*Task statement*. For the string "closing", state how many lines of the data hold it. Give nothing besides the number.

Stored items

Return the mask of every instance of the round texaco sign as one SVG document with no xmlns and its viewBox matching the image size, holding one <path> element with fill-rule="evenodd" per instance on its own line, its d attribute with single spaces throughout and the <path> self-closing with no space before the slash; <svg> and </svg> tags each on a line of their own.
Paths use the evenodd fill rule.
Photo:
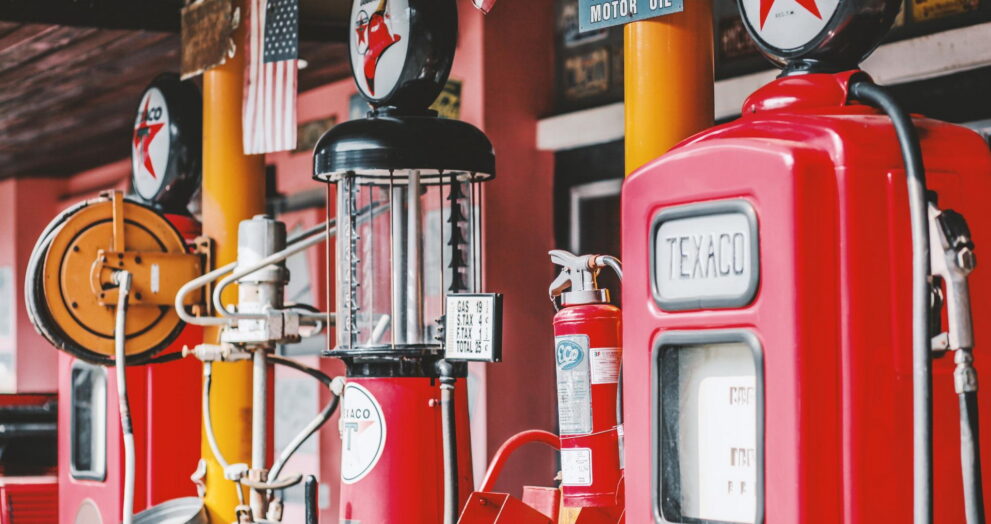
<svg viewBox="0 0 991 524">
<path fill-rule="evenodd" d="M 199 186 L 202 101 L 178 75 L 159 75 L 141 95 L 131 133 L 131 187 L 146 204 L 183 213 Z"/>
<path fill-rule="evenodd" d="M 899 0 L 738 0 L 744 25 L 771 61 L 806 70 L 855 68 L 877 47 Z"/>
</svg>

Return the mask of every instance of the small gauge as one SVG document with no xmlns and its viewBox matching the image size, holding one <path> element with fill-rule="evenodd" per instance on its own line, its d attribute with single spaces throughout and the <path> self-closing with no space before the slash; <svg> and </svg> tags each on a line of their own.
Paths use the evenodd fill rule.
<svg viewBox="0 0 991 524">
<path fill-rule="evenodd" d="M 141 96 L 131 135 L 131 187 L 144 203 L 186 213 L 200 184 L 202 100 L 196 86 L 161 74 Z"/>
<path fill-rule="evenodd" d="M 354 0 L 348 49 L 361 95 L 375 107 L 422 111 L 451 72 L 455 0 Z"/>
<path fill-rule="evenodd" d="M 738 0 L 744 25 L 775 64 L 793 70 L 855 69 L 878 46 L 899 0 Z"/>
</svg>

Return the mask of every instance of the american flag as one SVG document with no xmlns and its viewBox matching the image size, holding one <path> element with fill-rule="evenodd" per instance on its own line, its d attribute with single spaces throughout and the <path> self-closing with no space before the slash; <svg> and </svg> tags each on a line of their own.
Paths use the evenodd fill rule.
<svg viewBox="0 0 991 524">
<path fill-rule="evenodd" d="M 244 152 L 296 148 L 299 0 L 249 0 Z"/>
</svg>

*Solution to this task*. 3